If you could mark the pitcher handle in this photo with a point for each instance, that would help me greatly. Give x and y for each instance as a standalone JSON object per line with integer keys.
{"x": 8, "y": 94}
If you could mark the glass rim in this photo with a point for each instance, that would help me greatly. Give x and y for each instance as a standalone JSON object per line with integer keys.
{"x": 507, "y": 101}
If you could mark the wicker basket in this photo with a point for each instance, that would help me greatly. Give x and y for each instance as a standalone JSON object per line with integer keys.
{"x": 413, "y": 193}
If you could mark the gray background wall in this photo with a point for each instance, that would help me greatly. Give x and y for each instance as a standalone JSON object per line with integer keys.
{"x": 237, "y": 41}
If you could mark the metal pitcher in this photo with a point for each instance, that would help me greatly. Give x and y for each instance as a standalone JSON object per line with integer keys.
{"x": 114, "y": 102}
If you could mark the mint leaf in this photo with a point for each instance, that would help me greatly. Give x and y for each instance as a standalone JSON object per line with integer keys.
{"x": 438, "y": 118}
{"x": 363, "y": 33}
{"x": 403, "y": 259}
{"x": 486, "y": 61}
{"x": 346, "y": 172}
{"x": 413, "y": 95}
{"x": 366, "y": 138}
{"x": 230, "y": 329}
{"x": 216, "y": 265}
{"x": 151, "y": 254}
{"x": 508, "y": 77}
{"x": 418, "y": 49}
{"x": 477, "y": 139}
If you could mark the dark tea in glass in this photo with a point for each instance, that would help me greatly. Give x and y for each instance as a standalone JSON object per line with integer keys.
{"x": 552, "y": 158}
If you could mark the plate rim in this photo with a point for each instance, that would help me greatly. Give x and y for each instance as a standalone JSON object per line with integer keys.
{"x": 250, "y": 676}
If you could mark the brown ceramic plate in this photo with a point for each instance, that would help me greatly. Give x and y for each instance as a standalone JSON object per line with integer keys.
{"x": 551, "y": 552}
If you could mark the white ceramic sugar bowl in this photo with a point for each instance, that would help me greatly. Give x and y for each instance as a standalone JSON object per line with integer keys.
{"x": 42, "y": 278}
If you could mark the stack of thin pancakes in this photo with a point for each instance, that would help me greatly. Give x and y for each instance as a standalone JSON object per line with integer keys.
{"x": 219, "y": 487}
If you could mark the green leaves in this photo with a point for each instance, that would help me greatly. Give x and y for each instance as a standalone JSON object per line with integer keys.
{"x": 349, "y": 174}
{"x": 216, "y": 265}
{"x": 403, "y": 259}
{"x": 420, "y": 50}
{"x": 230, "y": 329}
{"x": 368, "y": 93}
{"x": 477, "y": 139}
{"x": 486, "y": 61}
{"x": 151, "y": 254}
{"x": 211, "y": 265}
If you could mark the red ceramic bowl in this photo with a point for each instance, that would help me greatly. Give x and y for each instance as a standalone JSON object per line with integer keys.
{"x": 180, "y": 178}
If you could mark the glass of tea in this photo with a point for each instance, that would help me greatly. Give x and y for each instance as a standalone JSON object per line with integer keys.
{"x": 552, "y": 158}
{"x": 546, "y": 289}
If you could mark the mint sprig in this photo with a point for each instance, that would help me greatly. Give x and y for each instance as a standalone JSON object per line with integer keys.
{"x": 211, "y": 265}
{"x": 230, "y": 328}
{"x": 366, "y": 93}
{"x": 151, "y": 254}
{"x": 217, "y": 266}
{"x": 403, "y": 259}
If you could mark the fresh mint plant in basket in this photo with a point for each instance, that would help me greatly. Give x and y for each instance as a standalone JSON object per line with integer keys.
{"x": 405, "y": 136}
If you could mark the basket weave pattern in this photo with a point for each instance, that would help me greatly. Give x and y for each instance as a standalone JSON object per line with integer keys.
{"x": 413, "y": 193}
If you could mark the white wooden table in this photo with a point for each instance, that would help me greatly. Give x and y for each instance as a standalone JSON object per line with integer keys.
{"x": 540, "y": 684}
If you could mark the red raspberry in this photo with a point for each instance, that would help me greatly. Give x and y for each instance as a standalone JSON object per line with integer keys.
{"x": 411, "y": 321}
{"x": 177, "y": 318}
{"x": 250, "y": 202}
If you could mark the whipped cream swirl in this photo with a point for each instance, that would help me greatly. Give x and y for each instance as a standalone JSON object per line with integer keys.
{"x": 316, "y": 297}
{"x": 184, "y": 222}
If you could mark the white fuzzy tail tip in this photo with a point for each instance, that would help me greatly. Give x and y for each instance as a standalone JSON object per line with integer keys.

-- -- --

**WHAT THE EXERCISE ASKS**.
Transcribe the full listing exactly, omitting nothing.

**EXPECTED OUTPUT**.
If you could mark the pitcher handle in this photo with a point for each instance, that would help me greatly. Give x and y for each instance as a standalone JSON object per line with integer keys.
{"x": 8, "y": 94}
If you could mark the glass rim in this photo with a point for each instance, that would help me greatly. Give x and y for each instance as a standalone JSON object per line with integer keys.
{"x": 507, "y": 101}
If you could mark the wicker basket in this photo with a point for each instance, that would help me greatly. Give x and y for each instance as a standalone JSON object per line with integer keys.
{"x": 413, "y": 193}
If you could mark the gray background wall in this photo with a point for each instance, that would help me greatly. Give x and y for each instance as a standalone JSON object per line with integer keys.
{"x": 237, "y": 41}
If you could mark the metal pitcher in this photo with a point for each instance, that would help me greatly. Give x and y for each instance as a standalone JSON object per line with integer keys.
{"x": 114, "y": 102}
If you could mark the mint leaf in this photo with a point for each instance, that would help me greatly. Give x and y for each instance as a standalone JSON object per line with integer keys.
{"x": 438, "y": 118}
{"x": 363, "y": 33}
{"x": 403, "y": 259}
{"x": 486, "y": 61}
{"x": 346, "y": 172}
{"x": 413, "y": 95}
{"x": 366, "y": 138}
{"x": 230, "y": 329}
{"x": 216, "y": 265}
{"x": 151, "y": 254}
{"x": 508, "y": 77}
{"x": 418, "y": 49}
{"x": 477, "y": 139}
If you could mark the dark tea in glass in this photo with a point for each instance, that would help me greatly. Give x and y for each instance as a standalone JSON object per line with integer keys.
{"x": 552, "y": 158}
If you could mark the plate rim in this photo with a point for each instance, that would help me greatly. Give x and y for each instance as a standalone JSON object per line with integer keys.
{"x": 250, "y": 676}
If you could mark the brown ceramic plate in this photo with a point for each instance, that would help me greatly. Give x and y for each instance as a standalone JSON object per line with integer keys.
{"x": 551, "y": 552}
If you could mark the white ceramic sugar bowl in this photo with a point for each instance, that would help me greatly. Give x and y for each instance as a standalone JSON object per line with integer keys.
{"x": 42, "y": 278}
If you could mark the stack of thin pancakes in this photo with a point for each instance, that would help me greatly. Give x and y for each instance as a standalone JSON object per line with integer keys.
{"x": 219, "y": 487}
If you could mark the green leaves in this photo with a point for each instance, that would help me greatly. Give x and y for each instance as a standalone JSON object per line with integer keys.
{"x": 349, "y": 174}
{"x": 216, "y": 265}
{"x": 403, "y": 259}
{"x": 420, "y": 50}
{"x": 230, "y": 329}
{"x": 368, "y": 93}
{"x": 477, "y": 139}
{"x": 486, "y": 61}
{"x": 151, "y": 254}
{"x": 211, "y": 265}
If you could mark the red ceramic bowl in this photo with a point for each instance, that would help me greatly. Give x and y for each instance as a standalone JSON object per line with integer keys.
{"x": 180, "y": 178}
If you could mark the glass of tea in this photo with a point for each instance, that would help me greatly. Give x and y for each instance as a standalone JSON object per line with integer keys.
{"x": 552, "y": 158}
{"x": 546, "y": 289}
If you could mark the mint sprig in this photo with a point for each instance, that would help me greatly. Give x and y for each instance as a standalone JSON object per line with integer keys.
{"x": 211, "y": 265}
{"x": 230, "y": 328}
{"x": 366, "y": 93}
{"x": 151, "y": 254}
{"x": 217, "y": 266}
{"x": 403, "y": 259}
If you could mark the fresh mint plant in basket in this photo with a point for each instance, that would help me greatly. Give x and y for each instance as a standalone JSON object per line with integer keys.
{"x": 405, "y": 136}
If you could mark the basket weave pattern in this photo with a point for each instance, that would help me greatly. Give x and y for each instance as a standalone JSON object per line with integer keys.
{"x": 413, "y": 193}
If you could mark the white wooden table in this photo with a point for each instance, that would help me greatly. Give x and y for each instance as a standalone JSON object per line with integer keys.
{"x": 540, "y": 684}
If you could mark the red raspberry in this photo with a point for each instance, that would help me greatly. Give x and y for each instance as a standalone JSON object per line with integer keys.
{"x": 411, "y": 321}
{"x": 177, "y": 318}
{"x": 250, "y": 202}
If you could mark the whipped cream swirl in this photo with a point for each instance, that would help me greatly. Give x and y for each instance as a standalone JSON object per line with integer keys.
{"x": 316, "y": 297}
{"x": 184, "y": 222}
If you could mark the white fuzzy tail tip in this photo with a point for each instance, that would help me greatly. Give x and y for each instance as a standalone JSON object per line with integer keys.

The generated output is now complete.